--- Available data ---
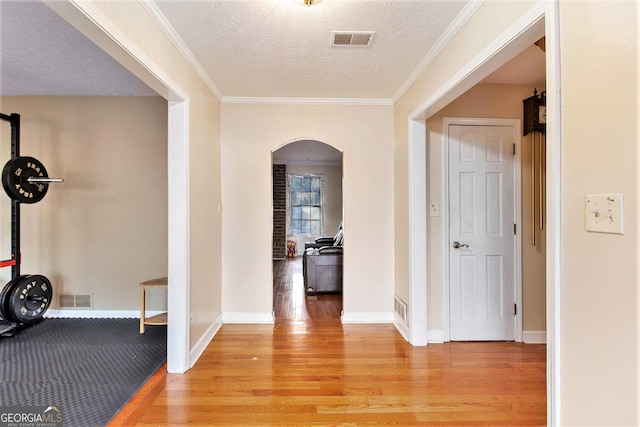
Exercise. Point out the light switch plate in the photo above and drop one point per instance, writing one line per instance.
(605, 213)
(434, 209)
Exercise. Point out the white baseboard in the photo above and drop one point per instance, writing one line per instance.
(373, 317)
(401, 327)
(99, 314)
(203, 342)
(534, 337)
(435, 336)
(248, 318)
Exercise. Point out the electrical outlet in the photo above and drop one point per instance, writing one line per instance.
(604, 213)
(434, 209)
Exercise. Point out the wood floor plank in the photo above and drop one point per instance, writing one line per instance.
(316, 372)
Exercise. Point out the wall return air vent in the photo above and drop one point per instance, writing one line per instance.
(351, 38)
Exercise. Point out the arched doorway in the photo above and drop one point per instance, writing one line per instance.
(307, 204)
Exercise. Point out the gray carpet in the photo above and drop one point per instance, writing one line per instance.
(88, 368)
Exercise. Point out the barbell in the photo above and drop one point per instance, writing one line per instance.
(25, 179)
(25, 299)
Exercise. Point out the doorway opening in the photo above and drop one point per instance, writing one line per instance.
(307, 206)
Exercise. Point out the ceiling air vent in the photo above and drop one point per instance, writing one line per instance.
(351, 38)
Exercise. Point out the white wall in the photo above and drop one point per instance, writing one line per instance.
(486, 101)
(600, 289)
(597, 327)
(364, 134)
(104, 229)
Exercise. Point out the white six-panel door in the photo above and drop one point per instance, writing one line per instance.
(481, 232)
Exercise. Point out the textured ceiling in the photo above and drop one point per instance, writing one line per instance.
(245, 49)
(43, 55)
(278, 48)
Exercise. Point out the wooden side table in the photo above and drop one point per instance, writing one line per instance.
(158, 319)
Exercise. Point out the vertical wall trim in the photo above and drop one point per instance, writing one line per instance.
(554, 212)
(178, 301)
(418, 233)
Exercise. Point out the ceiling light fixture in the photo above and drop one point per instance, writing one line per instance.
(308, 2)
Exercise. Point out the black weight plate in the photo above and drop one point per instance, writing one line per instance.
(5, 301)
(30, 298)
(15, 176)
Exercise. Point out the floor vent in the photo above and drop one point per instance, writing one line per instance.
(351, 38)
(400, 309)
(75, 301)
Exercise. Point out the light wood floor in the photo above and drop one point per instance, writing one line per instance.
(320, 372)
(289, 297)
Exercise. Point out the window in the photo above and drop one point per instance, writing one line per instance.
(305, 204)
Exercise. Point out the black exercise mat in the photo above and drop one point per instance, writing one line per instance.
(88, 368)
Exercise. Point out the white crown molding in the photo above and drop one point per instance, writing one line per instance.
(307, 101)
(510, 41)
(444, 39)
(133, 53)
(307, 163)
(171, 33)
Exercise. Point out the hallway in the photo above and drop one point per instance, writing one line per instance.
(289, 300)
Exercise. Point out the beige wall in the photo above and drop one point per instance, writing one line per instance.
(104, 229)
(364, 134)
(486, 101)
(332, 199)
(205, 224)
(600, 286)
(599, 332)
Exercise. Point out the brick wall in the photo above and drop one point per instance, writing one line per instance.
(279, 250)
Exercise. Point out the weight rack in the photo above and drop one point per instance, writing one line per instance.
(25, 299)
(14, 262)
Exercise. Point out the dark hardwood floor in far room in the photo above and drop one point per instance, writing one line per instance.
(310, 369)
(289, 300)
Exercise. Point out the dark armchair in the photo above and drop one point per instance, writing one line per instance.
(322, 264)
(326, 241)
(323, 270)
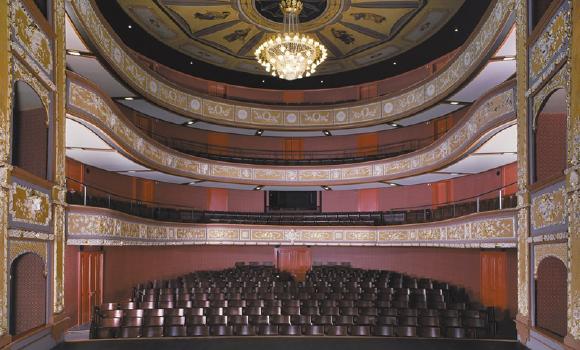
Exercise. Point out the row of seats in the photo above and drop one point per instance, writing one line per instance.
(259, 300)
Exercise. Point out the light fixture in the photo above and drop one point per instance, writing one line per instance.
(291, 55)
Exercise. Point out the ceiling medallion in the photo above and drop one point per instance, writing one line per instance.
(290, 54)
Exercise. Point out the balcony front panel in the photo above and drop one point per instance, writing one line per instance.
(89, 106)
(97, 226)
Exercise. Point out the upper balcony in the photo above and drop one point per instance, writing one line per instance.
(358, 106)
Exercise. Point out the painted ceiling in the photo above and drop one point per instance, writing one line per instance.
(226, 33)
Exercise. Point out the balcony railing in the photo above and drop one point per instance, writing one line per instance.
(88, 195)
(291, 157)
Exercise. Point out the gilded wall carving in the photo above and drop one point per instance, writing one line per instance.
(559, 81)
(523, 176)
(29, 206)
(551, 48)
(90, 107)
(556, 250)
(19, 247)
(93, 226)
(549, 209)
(392, 108)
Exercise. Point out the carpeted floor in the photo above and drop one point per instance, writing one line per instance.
(290, 343)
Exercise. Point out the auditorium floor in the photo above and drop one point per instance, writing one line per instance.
(291, 343)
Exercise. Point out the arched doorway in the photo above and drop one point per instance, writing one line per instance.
(552, 296)
(27, 293)
(550, 138)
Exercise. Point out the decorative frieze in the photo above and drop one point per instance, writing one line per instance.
(551, 48)
(93, 226)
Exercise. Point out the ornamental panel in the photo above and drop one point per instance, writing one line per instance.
(253, 116)
(90, 107)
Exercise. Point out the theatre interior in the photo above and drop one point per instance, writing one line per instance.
(283, 174)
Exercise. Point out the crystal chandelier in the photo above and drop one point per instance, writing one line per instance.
(291, 55)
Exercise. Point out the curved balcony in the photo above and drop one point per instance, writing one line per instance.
(98, 226)
(390, 107)
(88, 105)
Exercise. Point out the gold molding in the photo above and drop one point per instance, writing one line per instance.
(556, 250)
(175, 98)
(97, 226)
(88, 105)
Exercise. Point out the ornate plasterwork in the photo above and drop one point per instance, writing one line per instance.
(228, 33)
(30, 206)
(31, 43)
(560, 80)
(92, 226)
(20, 247)
(549, 209)
(96, 111)
(223, 112)
(556, 250)
(26, 234)
(551, 48)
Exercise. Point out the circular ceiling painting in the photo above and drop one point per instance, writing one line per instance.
(357, 33)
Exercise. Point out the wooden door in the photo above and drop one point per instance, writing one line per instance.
(296, 260)
(90, 284)
(494, 279)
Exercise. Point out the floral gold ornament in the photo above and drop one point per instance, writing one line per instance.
(291, 55)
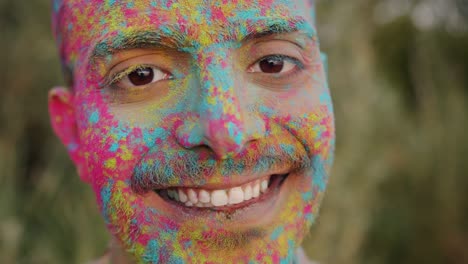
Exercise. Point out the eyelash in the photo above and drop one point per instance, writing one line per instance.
(118, 76)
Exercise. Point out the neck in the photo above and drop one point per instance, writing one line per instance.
(116, 255)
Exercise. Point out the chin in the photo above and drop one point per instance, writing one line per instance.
(155, 228)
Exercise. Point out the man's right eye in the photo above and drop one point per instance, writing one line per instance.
(139, 76)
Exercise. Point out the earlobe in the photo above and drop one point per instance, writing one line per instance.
(63, 120)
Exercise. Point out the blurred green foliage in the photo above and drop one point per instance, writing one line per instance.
(399, 188)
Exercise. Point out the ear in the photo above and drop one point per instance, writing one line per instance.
(63, 119)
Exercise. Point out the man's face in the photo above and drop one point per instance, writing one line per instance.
(204, 127)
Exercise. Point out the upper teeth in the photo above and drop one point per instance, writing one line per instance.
(216, 198)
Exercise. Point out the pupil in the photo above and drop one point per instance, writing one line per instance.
(272, 65)
(141, 76)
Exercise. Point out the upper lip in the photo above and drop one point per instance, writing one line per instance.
(229, 182)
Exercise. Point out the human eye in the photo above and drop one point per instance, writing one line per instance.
(276, 64)
(138, 76)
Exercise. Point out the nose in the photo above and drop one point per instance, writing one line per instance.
(223, 122)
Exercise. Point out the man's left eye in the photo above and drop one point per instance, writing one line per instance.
(142, 76)
(274, 64)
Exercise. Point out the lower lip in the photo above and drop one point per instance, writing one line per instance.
(255, 210)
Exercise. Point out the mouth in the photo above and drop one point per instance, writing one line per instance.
(226, 199)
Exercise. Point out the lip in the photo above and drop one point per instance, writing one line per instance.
(230, 182)
(250, 212)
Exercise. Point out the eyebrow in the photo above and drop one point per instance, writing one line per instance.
(171, 37)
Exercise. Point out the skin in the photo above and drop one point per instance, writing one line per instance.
(212, 118)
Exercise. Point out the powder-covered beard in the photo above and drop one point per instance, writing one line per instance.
(127, 159)
(153, 237)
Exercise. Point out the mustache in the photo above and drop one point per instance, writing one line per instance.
(163, 167)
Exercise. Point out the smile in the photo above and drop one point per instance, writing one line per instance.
(223, 199)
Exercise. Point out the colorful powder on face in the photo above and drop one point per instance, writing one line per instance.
(214, 121)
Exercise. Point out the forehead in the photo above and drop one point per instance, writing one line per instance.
(79, 23)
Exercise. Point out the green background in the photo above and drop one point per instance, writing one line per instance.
(399, 188)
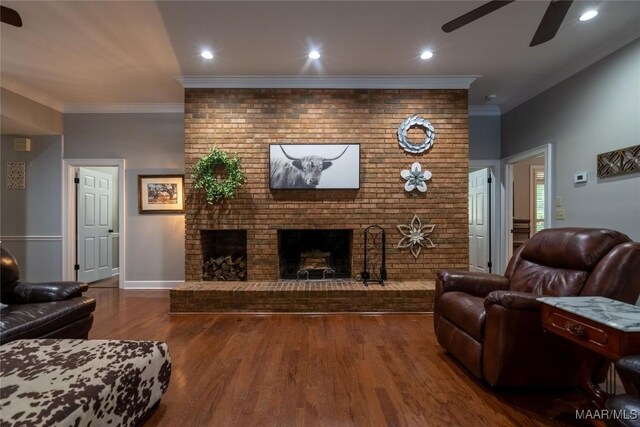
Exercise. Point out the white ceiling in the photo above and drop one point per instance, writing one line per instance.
(100, 56)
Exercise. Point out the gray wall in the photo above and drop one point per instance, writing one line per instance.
(595, 111)
(484, 137)
(150, 144)
(31, 219)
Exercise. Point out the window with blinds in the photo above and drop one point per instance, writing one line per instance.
(537, 197)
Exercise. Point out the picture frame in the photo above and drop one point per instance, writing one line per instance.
(314, 166)
(160, 194)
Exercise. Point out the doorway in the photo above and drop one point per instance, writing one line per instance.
(527, 207)
(94, 222)
(480, 220)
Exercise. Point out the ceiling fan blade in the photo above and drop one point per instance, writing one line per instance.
(551, 21)
(10, 16)
(476, 13)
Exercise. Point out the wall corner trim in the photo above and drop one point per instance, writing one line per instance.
(152, 284)
(32, 94)
(328, 82)
(125, 108)
(484, 110)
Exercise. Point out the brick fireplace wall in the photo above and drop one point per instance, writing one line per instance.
(245, 121)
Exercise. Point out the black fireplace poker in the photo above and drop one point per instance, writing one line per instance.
(374, 255)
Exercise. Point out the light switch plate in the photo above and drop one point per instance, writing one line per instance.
(558, 201)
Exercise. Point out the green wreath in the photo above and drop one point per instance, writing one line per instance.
(207, 169)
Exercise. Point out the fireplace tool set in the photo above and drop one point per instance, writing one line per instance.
(374, 255)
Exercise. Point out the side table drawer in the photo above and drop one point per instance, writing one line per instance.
(594, 336)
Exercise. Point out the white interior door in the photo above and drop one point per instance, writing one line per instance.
(479, 224)
(94, 225)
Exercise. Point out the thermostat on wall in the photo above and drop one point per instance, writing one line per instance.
(580, 177)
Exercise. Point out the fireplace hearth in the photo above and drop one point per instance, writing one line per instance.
(314, 254)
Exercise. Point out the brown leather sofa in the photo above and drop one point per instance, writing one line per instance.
(491, 324)
(41, 310)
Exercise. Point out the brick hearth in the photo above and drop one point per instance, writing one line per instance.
(300, 296)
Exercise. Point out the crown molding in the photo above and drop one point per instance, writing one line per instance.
(621, 38)
(31, 93)
(328, 82)
(126, 108)
(484, 110)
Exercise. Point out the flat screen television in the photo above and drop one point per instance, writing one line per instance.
(314, 166)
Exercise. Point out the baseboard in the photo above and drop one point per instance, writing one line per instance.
(152, 284)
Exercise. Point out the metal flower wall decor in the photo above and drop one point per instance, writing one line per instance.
(416, 178)
(416, 236)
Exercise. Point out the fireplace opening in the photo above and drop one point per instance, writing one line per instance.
(224, 255)
(314, 254)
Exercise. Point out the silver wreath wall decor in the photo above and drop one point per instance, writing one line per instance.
(415, 236)
(416, 178)
(416, 122)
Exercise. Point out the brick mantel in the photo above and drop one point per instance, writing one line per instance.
(245, 121)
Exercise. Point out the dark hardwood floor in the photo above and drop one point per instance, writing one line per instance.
(310, 370)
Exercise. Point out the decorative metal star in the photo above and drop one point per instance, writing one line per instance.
(415, 236)
(416, 178)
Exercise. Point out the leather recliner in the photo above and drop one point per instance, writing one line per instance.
(41, 310)
(492, 324)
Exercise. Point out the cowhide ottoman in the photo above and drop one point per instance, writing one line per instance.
(72, 382)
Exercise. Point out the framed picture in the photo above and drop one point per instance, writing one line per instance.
(160, 194)
(314, 166)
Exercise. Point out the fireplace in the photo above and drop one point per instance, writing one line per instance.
(314, 254)
(224, 255)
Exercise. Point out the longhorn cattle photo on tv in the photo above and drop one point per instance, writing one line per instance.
(314, 166)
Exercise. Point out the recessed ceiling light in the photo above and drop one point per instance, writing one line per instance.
(588, 15)
(426, 54)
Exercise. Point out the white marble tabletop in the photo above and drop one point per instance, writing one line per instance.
(616, 314)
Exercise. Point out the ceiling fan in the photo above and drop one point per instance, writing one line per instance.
(551, 21)
(10, 16)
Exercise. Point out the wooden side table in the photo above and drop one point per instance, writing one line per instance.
(609, 329)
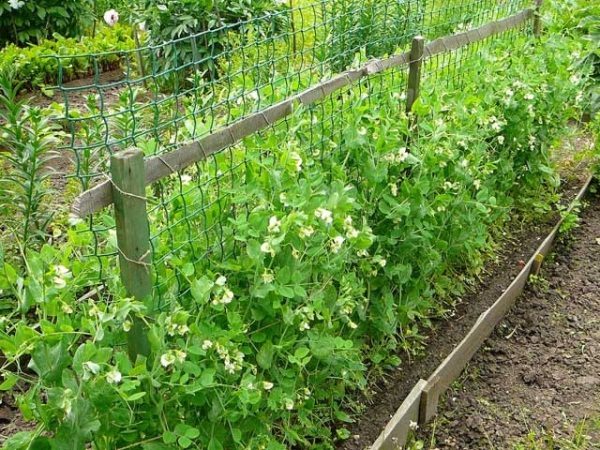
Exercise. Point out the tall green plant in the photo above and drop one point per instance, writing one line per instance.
(28, 138)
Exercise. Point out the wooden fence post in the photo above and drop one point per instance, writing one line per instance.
(537, 19)
(133, 237)
(414, 74)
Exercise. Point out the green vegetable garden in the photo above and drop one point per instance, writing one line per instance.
(222, 223)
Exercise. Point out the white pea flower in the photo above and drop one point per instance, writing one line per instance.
(325, 215)
(306, 232)
(111, 17)
(114, 377)
(266, 247)
(274, 225)
(91, 367)
(227, 297)
(167, 359)
(268, 276)
(16, 4)
(336, 244)
(297, 160)
(59, 282)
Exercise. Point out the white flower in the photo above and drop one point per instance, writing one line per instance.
(336, 244)
(274, 225)
(297, 159)
(325, 215)
(268, 276)
(16, 4)
(352, 233)
(111, 17)
(227, 297)
(167, 359)
(114, 377)
(59, 282)
(180, 356)
(91, 367)
(266, 247)
(306, 232)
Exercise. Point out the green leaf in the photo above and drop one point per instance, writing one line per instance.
(264, 357)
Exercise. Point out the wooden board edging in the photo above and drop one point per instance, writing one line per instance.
(427, 394)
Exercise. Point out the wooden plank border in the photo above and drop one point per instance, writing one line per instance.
(396, 432)
(161, 166)
(427, 394)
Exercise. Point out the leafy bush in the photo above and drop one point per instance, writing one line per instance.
(345, 254)
(36, 66)
(180, 19)
(30, 21)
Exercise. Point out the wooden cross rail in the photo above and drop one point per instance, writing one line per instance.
(161, 166)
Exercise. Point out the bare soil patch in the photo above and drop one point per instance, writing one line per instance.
(540, 370)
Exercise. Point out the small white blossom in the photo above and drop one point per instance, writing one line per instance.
(111, 17)
(274, 225)
(306, 232)
(268, 276)
(114, 377)
(297, 160)
(325, 215)
(336, 244)
(266, 247)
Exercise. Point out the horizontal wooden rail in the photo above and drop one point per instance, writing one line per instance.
(428, 393)
(161, 166)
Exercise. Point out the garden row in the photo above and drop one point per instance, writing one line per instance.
(291, 269)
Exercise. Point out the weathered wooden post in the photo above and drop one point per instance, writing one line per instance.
(537, 19)
(133, 238)
(414, 72)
---
▶ Written exercise
Set down, exactly and in full, the lines from the one containing "Exercise. Point out the leafy" through the end of the entries; no other line belongs.

▶ Written response
Exercise. Point out the leafy bush in the photo above and drop one point per instance, writing one line per instance.
(345, 254)
(36, 66)
(180, 19)
(30, 21)
Exercise. Point out the wooden cross rail in the photo above and drop one point per instance, writing one line per instance.
(161, 166)
Exercise. Point out the bare soil patch in the photo above and drop one point per instance, writing one line per instance.
(540, 370)
Exercise. Point out the small white blossom in the photo above and drop one point per instance, writing one line per instance.
(111, 17)
(274, 225)
(306, 232)
(268, 276)
(114, 377)
(297, 160)
(325, 215)
(336, 244)
(266, 247)
Exercise. Point out the horizontal wooden rail in the photo above and drop one point per instance, writing one line per instance.
(428, 393)
(161, 166)
Exercise. Point out the garden row in the photo above and drop one point per instance, writing one line per instance.
(291, 269)
Exercise. Point out the weathered wooden post in the photo above and drop one point per instance, writing one line per instance.
(537, 19)
(133, 238)
(414, 72)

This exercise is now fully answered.